WORK ORDER
Only one span belongs in the answer: the line holding "Target: dark red garnet stone" through the last line of the entries below, retyped exactly.
Segment Start: MATERIAL PROVIDED
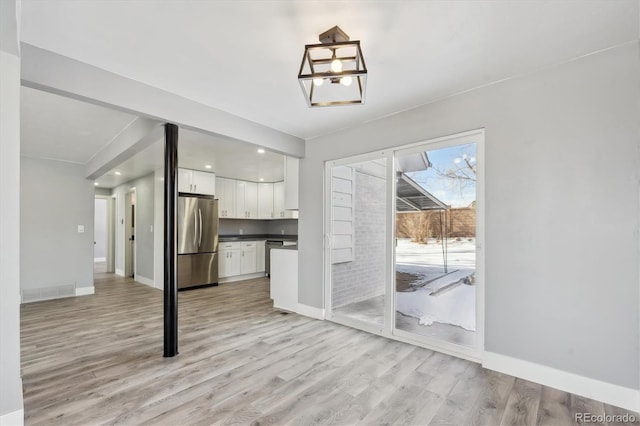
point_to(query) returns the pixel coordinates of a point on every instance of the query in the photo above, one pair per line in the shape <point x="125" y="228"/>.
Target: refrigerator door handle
<point x="195" y="228"/>
<point x="200" y="238"/>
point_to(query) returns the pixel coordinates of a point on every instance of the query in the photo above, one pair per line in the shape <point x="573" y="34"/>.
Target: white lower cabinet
<point x="260" y="247"/>
<point x="238" y="258"/>
<point x="229" y="259"/>
<point x="248" y="264"/>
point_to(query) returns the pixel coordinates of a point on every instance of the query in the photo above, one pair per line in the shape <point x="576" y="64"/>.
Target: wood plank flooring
<point x="98" y="360"/>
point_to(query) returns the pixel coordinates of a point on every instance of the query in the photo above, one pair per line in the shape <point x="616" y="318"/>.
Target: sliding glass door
<point x="435" y="254"/>
<point x="358" y="228"/>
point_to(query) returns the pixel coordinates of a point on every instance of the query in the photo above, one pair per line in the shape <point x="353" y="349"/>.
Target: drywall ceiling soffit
<point x="56" y="73"/>
<point x="64" y="129"/>
<point x="196" y="150"/>
<point x="242" y="57"/>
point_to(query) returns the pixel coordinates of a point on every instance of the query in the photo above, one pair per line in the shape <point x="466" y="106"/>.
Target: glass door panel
<point x="435" y="253"/>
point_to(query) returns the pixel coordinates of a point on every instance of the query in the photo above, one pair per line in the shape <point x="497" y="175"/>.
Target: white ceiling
<point x="56" y="127"/>
<point x="243" y="56"/>
<point x="60" y="128"/>
<point x="195" y="151"/>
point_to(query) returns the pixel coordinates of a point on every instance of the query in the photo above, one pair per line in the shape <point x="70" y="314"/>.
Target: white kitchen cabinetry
<point x="260" y="247"/>
<point x="229" y="259"/>
<point x="227" y="197"/>
<point x="278" y="203"/>
<point x="291" y="166"/>
<point x="196" y="182"/>
<point x="246" y="200"/>
<point x="265" y="201"/>
<point x="240" y="260"/>
<point x="248" y="261"/>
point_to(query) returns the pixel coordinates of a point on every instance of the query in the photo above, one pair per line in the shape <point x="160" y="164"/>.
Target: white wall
<point x="55" y="199"/>
<point x="562" y="209"/>
<point x="158" y="236"/>
<point x="10" y="380"/>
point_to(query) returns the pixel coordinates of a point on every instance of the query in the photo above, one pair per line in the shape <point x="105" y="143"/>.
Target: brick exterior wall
<point x="421" y="225"/>
<point x="363" y="278"/>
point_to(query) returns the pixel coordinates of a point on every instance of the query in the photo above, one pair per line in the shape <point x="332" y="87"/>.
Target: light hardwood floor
<point x="98" y="360"/>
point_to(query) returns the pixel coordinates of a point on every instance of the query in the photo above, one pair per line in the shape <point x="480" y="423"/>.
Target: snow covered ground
<point x="455" y="302"/>
<point x="460" y="253"/>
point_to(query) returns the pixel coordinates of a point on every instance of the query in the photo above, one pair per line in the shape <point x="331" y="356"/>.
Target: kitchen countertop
<point x="253" y="237"/>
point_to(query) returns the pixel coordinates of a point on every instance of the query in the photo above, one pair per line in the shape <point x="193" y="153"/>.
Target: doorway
<point x="104" y="234"/>
<point x="359" y="224"/>
<point x="130" y="233"/>
<point x="404" y="233"/>
<point x="100" y="236"/>
<point x="435" y="250"/>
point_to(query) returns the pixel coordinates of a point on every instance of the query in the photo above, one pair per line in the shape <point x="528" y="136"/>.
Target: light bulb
<point x="336" y="65"/>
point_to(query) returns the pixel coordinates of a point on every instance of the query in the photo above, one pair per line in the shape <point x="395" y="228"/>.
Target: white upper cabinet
<point x="241" y="190"/>
<point x="251" y="200"/>
<point x="291" y="167"/>
<point x="227" y="197"/>
<point x="241" y="199"/>
<point x="279" y="210"/>
<point x="278" y="200"/>
<point x="184" y="180"/>
<point x="246" y="200"/>
<point x="265" y="201"/>
<point x="196" y="182"/>
<point x="203" y="182"/>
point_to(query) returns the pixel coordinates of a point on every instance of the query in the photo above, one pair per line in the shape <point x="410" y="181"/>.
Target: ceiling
<point x="64" y="129"/>
<point x="60" y="128"/>
<point x="230" y="159"/>
<point x="243" y="56"/>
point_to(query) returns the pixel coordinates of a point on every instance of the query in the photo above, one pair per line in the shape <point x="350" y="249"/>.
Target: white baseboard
<point x="310" y="311"/>
<point x="14" y="418"/>
<point x="619" y="396"/>
<point x="144" y="280"/>
<point x="85" y="291"/>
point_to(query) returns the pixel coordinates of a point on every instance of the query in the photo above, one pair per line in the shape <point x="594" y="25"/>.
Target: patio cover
<point x="411" y="197"/>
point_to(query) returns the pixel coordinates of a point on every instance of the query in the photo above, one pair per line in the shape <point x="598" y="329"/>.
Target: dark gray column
<point x="170" y="240"/>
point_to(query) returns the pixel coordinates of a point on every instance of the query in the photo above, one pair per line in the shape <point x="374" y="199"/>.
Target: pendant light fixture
<point x="333" y="72"/>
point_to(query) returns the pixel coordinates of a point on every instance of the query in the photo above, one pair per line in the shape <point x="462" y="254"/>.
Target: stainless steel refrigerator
<point x="197" y="241"/>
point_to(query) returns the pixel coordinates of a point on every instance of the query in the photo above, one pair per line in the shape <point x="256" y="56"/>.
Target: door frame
<point x="329" y="314"/>
<point x="111" y="230"/>
<point x="471" y="353"/>
<point x="128" y="250"/>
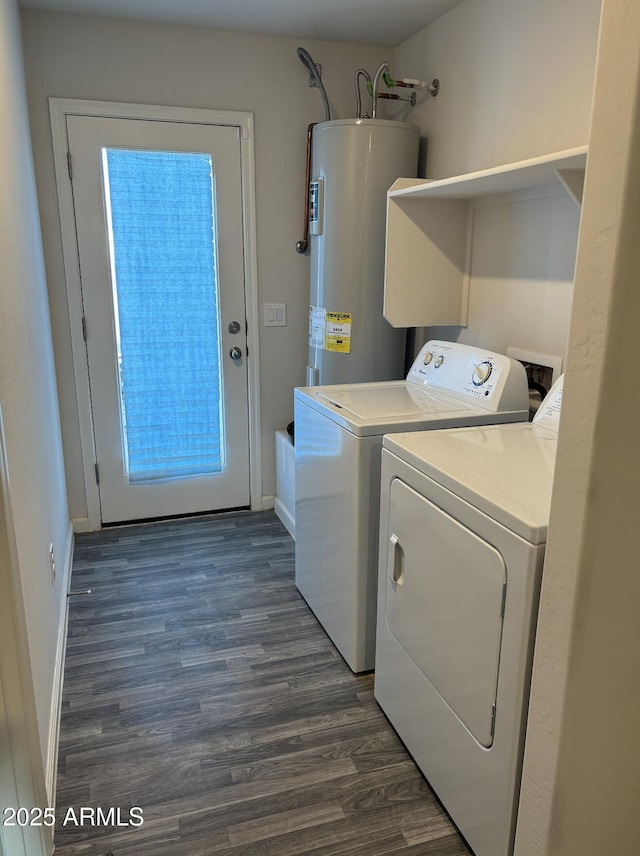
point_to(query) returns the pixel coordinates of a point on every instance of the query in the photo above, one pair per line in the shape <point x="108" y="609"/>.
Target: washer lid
<point x="506" y="471"/>
<point x="376" y="408"/>
<point x="390" y="402"/>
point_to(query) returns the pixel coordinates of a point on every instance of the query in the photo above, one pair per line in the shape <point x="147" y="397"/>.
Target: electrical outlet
<point x="52" y="564"/>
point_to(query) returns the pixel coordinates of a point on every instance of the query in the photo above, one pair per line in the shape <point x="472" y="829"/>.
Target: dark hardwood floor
<point x="200" y="687"/>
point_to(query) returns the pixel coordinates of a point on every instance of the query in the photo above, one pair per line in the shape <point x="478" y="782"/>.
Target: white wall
<point x="581" y="780"/>
<point x="36" y="489"/>
<point x="516" y="82"/>
<point x="75" y="56"/>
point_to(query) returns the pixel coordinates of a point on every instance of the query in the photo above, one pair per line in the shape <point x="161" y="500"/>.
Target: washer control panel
<point x="493" y="380"/>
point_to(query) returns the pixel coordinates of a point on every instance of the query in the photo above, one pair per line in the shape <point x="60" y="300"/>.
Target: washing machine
<point x="463" y="527"/>
<point x="338" y="443"/>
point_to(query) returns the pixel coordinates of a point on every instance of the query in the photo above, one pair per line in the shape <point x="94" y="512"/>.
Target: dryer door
<point x="444" y="605"/>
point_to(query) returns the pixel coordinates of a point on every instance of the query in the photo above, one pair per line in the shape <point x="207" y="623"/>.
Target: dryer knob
<point x="482" y="373"/>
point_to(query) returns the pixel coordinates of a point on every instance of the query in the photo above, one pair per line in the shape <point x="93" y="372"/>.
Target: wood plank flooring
<point x="200" y="687"/>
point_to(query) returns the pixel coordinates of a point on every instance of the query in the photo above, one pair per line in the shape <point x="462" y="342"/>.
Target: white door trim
<point x="59" y="109"/>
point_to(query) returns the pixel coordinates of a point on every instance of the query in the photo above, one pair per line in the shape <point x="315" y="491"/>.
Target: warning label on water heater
<point x="338" y="332"/>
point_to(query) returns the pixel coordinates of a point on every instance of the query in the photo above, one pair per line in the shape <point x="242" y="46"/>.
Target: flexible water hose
<point x="305" y="58"/>
<point x="360" y="72"/>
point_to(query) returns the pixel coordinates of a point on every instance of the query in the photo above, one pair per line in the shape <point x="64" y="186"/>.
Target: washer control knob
<point x="482" y="373"/>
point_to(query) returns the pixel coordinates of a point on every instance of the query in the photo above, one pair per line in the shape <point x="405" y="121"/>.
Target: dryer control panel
<point x="489" y="379"/>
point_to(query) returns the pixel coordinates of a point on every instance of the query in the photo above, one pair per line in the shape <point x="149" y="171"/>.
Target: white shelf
<point x="522" y="175"/>
<point x="430" y="229"/>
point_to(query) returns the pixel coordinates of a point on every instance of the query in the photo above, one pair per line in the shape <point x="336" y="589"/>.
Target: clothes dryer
<point x="338" y="443"/>
<point x="463" y="527"/>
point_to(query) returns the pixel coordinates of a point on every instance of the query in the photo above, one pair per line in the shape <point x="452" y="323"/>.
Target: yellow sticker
<point x="338" y="332"/>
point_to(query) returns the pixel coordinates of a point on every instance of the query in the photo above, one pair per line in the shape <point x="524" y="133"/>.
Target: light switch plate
<point x="275" y="314"/>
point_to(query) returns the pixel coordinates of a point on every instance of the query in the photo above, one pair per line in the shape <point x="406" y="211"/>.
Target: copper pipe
<point x="301" y="246"/>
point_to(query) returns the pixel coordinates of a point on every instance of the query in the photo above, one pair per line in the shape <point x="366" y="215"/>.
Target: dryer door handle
<point x="397" y="561"/>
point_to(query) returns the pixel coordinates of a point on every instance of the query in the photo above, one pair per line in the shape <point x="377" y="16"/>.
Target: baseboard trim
<point x="58" y="675"/>
<point x="80" y="524"/>
<point x="286" y="517"/>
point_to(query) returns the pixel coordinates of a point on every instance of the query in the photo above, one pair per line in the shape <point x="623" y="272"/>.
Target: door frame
<point x="59" y="109"/>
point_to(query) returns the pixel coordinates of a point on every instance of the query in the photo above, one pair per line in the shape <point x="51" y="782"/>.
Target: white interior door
<point x="159" y="224"/>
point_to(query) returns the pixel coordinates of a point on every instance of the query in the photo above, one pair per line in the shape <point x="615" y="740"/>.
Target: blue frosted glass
<point x="162" y="227"/>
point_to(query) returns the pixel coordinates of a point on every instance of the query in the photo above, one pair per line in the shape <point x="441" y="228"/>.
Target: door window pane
<point x="161" y="219"/>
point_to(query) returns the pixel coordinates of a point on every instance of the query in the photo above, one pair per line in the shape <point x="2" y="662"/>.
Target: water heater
<point x="354" y="162"/>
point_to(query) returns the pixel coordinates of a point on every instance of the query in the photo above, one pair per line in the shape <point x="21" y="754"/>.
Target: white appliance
<point x="354" y="162"/>
<point x="463" y="526"/>
<point x="338" y="441"/>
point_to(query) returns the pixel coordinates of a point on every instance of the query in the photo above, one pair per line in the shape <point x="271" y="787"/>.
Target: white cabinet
<point x="430" y="232"/>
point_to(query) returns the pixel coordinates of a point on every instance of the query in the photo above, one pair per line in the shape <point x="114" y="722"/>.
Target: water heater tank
<point x="354" y="162"/>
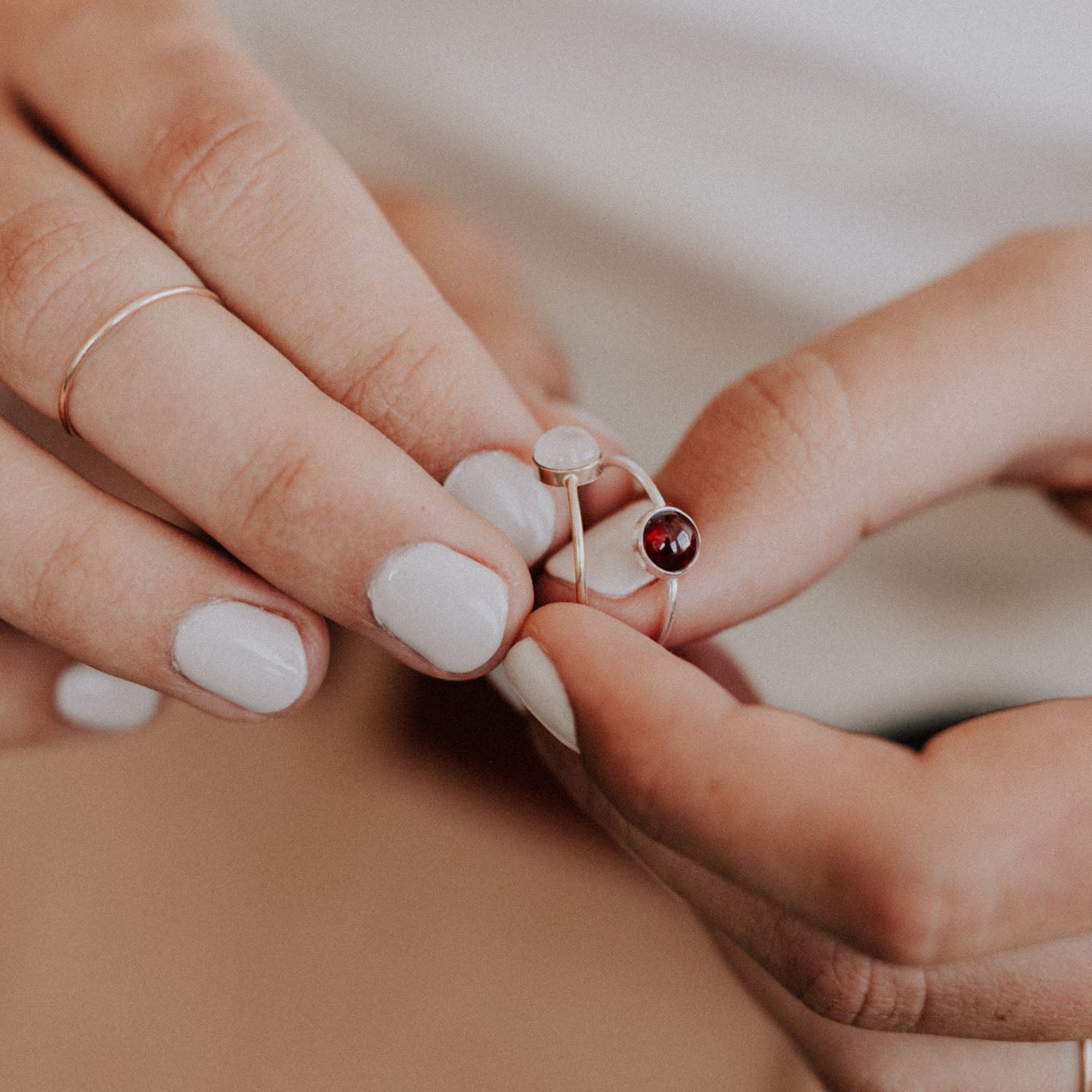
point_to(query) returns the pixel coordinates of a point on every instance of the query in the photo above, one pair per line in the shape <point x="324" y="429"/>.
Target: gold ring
<point x="665" y="539"/>
<point x="66" y="391"/>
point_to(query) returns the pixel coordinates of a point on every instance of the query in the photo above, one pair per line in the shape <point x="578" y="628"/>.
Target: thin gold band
<point x="66" y="392"/>
<point x="568" y="458"/>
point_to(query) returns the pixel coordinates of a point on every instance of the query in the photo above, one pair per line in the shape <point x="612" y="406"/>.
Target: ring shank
<point x="65" y="395"/>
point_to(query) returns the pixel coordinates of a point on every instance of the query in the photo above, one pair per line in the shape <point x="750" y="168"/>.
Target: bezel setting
<point x="640" y="532"/>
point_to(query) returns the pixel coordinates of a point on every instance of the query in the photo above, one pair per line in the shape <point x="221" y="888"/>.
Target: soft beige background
<point x="699" y="185"/>
<point x="375" y="895"/>
<point x="380" y="895"/>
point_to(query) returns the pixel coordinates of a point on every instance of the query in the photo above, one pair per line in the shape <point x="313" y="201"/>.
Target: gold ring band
<point x="665" y="539"/>
<point x="65" y="395"/>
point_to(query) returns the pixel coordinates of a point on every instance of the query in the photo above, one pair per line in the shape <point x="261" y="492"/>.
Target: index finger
<point x="978" y="843"/>
<point x="161" y="105"/>
<point x="981" y="376"/>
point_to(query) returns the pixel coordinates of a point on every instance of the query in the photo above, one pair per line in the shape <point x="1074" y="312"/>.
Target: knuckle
<point x="852" y="989"/>
<point x="214" y="161"/>
<point x="797" y="411"/>
<point x="279" y="483"/>
<point x="47" y="251"/>
<point x="913" y="915"/>
<point x="408" y="390"/>
<point x="58" y="578"/>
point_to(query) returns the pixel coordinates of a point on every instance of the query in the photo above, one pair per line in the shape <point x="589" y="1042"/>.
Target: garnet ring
<point x="665" y="539"/>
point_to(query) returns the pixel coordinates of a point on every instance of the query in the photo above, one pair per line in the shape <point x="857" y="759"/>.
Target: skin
<point x="336" y="387"/>
<point x="381" y="890"/>
<point x="866" y="893"/>
<point x="888" y="908"/>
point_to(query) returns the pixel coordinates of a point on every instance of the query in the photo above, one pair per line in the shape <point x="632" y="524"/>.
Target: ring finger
<point x="212" y="419"/>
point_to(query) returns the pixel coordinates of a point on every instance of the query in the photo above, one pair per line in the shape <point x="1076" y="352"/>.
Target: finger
<point x="122" y="592"/>
<point x="44" y="697"/>
<point x="478" y="274"/>
<point x="958" y="384"/>
<point x="902" y="855"/>
<point x="211" y="419"/>
<point x="849" y="1059"/>
<point x="1041" y="993"/>
<point x="192" y="138"/>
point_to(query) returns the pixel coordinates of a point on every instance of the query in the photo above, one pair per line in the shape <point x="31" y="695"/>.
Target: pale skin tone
<point x="893" y="903"/>
<point x="866" y="893"/>
<point x="336" y="387"/>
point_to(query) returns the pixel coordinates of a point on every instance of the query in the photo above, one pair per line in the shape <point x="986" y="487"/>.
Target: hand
<point x="301" y="426"/>
<point x="948" y="893"/>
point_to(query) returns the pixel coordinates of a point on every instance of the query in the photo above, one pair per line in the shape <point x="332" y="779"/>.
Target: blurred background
<point x="696" y="186"/>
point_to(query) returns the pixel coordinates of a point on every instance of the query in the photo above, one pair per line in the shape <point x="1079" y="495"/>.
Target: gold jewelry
<point x="66" y="392"/>
<point x="665" y="539"/>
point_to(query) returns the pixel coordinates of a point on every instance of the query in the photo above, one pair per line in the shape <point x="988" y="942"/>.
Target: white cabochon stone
<point x="566" y="448"/>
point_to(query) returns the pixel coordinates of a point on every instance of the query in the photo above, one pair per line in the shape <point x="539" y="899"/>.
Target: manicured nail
<point x="250" y="657"/>
<point x="92" y="699"/>
<point x="578" y="413"/>
<point x="534" y="678"/>
<point x="507" y="491"/>
<point x="612" y="563"/>
<point x="498" y="681"/>
<point x="450" y="609"/>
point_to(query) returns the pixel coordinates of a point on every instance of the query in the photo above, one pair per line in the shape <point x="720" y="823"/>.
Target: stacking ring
<point x="66" y="391"/>
<point x="665" y="539"/>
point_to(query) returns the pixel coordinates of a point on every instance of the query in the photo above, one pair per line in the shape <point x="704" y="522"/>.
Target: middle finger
<point x="212" y="419"/>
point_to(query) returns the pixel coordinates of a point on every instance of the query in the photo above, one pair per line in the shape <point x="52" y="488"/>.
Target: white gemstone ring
<point x="666" y="539"/>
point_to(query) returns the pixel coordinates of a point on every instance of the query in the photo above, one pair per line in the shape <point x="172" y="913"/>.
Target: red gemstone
<point x="670" y="541"/>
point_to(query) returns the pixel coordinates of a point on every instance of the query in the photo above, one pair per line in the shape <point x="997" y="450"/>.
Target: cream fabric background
<point x="697" y="185"/>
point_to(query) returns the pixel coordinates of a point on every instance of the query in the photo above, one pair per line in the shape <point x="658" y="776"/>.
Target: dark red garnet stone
<point x="670" y="539"/>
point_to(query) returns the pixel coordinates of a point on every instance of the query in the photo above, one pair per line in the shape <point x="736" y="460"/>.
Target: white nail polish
<point x="582" y="416"/>
<point x="450" y="609"/>
<point x="535" y="679"/>
<point x="250" y="657"/>
<point x="507" y="491"/>
<point x="498" y="681"/>
<point x="612" y="563"/>
<point x="92" y="699"/>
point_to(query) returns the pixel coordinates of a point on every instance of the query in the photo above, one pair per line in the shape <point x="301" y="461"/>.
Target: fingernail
<point x="498" y="681"/>
<point x="450" y="609"/>
<point x="250" y="657"/>
<point x="535" y="679"/>
<point x="578" y="413"/>
<point x="92" y="699"/>
<point x="612" y="563"/>
<point x="507" y="491"/>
Segment End: MATERIAL PROVIDED
RESPONSE
Target: dark red garnet stone
<point x="670" y="539"/>
point_to(query) returns the pixel coordinates of a point on every instance of the query in the photo above, one pair per line in the shape <point x="736" y="460"/>.
Target: white nail polish
<point x="582" y="416"/>
<point x="450" y="609"/>
<point x="535" y="679"/>
<point x="250" y="657"/>
<point x="507" y="491"/>
<point x="498" y="681"/>
<point x="612" y="563"/>
<point x="92" y="699"/>
point_to(query) returns the pixel coordinates of a point on every instance of the query in the photo above, one pair per line in the shape <point x="301" y="461"/>.
Target: fingernail
<point x="498" y="681"/>
<point x="450" y="609"/>
<point x="250" y="657"/>
<point x="535" y="679"/>
<point x="578" y="413"/>
<point x="92" y="699"/>
<point x="612" y="563"/>
<point x="507" y="491"/>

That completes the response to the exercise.